Root perceived as the chief weakness in the organization of the Army the
long-standing division of authority, dating back to the early nineteenth
century, between the Commanding General of the Army and the Secretary of War.
The Commanding General exercised discipline and control over the troops in the
field while the Secretary, through the military bureau chiefs, had
responsibility for administration and fiscal matters. Root proposed to
eliminate this division of authority between the Secretary of War and the
Commanding General and to reduce the independence of the bureau chiefs. The
solution, he suggested, was to replace the Commanding General of the Army with
a Chief of Staff, who would be the responsible adviser and executive agent of
the President through the Secretary of War. Under Root's proposal,
formulation of broad American policies would continue under civilian control.
A lack of any long-range planning by the Army had been another obvious
deficiency in the War with Spain, and Root proposed to overcome this by the
creation of a new General Staff, a group of selected officers who would be
free to devote full time to preparation of military plans. Planning in past
national emergencies, he pointed out, nearly always had been inadequate
because it had to be done hastily by officers already overburdened with other
duties. Pending Congressional action on his proposals, Root in 1901 appointed
an ad hoc War College Board to act as an embryonic General Staff. In early
1903, in spite of some die-hard opposition, Congress adopted the Secretary of
War's recommendations for both a General Staff and a Chief of Staff, but
rejected his request that certain of the bureaus be consolidated.
By this legislation Congress provided the essential framework for more
efficient administration of the Army. Yet legislation could not change
overnight the long-held traditions, habits, and views of most Army officers,
or of some Congressmen and the American public. Secretary Root realized that
effective operation of the new system would require an extended program of
re-education. This need for re-education was one important reason for the
establishment of the Army War College in November 1903. Its students, already
experienced officers, would receive education in problems or the War
Department and of high command in the field. As it turned out they actually
devoted much of their time to war planning, becoming in effect the part of the
General Staff which performed this function.
In the first years after its establishment the General Staff achieved
relatively little in the way of genuine staff planning and policy making.
While staff personnel did carry out such appropriate tasks as issuing in 1905
the first Field Service Regulations for government and organization of troops
in the field, drawing up the plan for an expeditionary force sent to Cuba in
1906, and supervising the Army's expanding school system, far too much of
their time was devoted to day-to-day routine administrative matters.
The General Staff did make some progress in overcoming its early
weaknesses. Through experience, officers assigned to the staff gradually
gained awareness of its real purpose and powers. In 1910 when Maj. Gen.
Leonard Wood became Chief of Staff he reorganized the General Staff,
eliminating many of its time-consuming procedures and directing more of its
energies to planning. With the backing of Secretary of War Henry L. Stimson
(1911-13), Wood dealt a decisive blow to that element in the Army itself that
opposed the General Staff. In a notable controversy, he and Stimson forced
the retirement in 1912 of the leader of this opposition, Maj. Gen. Fred C.
Ainsworth, The Adjutant General.

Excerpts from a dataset
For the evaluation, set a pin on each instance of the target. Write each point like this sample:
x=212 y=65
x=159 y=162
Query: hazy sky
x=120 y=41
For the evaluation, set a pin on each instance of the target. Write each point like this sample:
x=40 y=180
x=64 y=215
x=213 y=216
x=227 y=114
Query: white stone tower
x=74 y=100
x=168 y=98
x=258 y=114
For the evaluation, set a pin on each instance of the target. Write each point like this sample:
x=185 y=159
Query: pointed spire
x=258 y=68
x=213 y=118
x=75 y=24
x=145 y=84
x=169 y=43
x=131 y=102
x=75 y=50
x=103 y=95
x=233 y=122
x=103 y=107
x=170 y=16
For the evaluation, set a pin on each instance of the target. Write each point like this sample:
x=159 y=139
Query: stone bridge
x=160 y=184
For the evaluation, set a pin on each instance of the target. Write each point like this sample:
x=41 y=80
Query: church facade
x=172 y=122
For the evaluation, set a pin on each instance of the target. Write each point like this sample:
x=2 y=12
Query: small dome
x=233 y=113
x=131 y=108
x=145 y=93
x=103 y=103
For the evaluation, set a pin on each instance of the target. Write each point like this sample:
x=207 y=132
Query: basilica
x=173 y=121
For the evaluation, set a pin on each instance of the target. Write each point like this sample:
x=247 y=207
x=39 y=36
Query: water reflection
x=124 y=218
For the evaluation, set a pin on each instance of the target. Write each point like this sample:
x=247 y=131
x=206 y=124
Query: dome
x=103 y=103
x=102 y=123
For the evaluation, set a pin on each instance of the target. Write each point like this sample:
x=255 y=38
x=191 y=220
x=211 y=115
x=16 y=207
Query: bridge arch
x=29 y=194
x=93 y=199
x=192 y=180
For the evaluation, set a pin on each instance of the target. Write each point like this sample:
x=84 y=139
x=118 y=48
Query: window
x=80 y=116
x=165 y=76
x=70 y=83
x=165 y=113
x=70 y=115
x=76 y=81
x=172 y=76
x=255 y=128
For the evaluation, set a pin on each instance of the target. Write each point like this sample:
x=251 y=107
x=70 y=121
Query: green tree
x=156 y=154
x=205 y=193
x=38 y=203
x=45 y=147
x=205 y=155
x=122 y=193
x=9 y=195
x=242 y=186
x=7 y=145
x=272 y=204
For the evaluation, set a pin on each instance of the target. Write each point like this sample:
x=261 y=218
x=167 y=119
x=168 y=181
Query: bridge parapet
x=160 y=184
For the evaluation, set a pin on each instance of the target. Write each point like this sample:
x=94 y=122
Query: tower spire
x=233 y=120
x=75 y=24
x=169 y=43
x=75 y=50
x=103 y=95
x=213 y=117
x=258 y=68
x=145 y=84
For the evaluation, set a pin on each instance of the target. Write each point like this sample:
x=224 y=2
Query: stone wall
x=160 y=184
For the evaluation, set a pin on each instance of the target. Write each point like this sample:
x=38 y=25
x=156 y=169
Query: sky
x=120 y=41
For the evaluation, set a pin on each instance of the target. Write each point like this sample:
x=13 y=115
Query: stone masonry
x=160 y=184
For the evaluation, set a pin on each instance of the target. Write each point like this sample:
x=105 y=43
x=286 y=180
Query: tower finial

### Try it
Continue the passage on Root's reorganization of the Army from the point at which it stops.

### Response for this exercise
The temporary closing of most Army schools during the Spanish-American
War and the need to co-ordinate the Army's educational system with the Root
proposals for creating a War College and General Staff had provided an
opportunity for a general reorganization of the whole system, with the
over-all objective of raising the standards of professional training of
officers. In 1901 the War Department directed that the schools of instruction
for officers thereafter should be the Military Academy at West Point; a school
at each post of elementary instruction in theory and practice; the five
service schools - the Artillery School, Engineer School of Application, School
of Submarine Defense (mines and torpedoes), School of Application for Cavalry
and Field Artillery, and Army Medical School; a General Staff and Service
College at Leavenworth; and a War College. The purpose of the school at
Leavenworth henceforth was to train officers in the employment of combined
arms and prepare them for staff and command positions in large units. To meet
the requirements for specialized training as a result of new developments in
weapons and equipment, the Army expanded its service school system, adding the
Signal School in 1905, the Field Artillery School in 1911, and the School of
Musketry in 1913.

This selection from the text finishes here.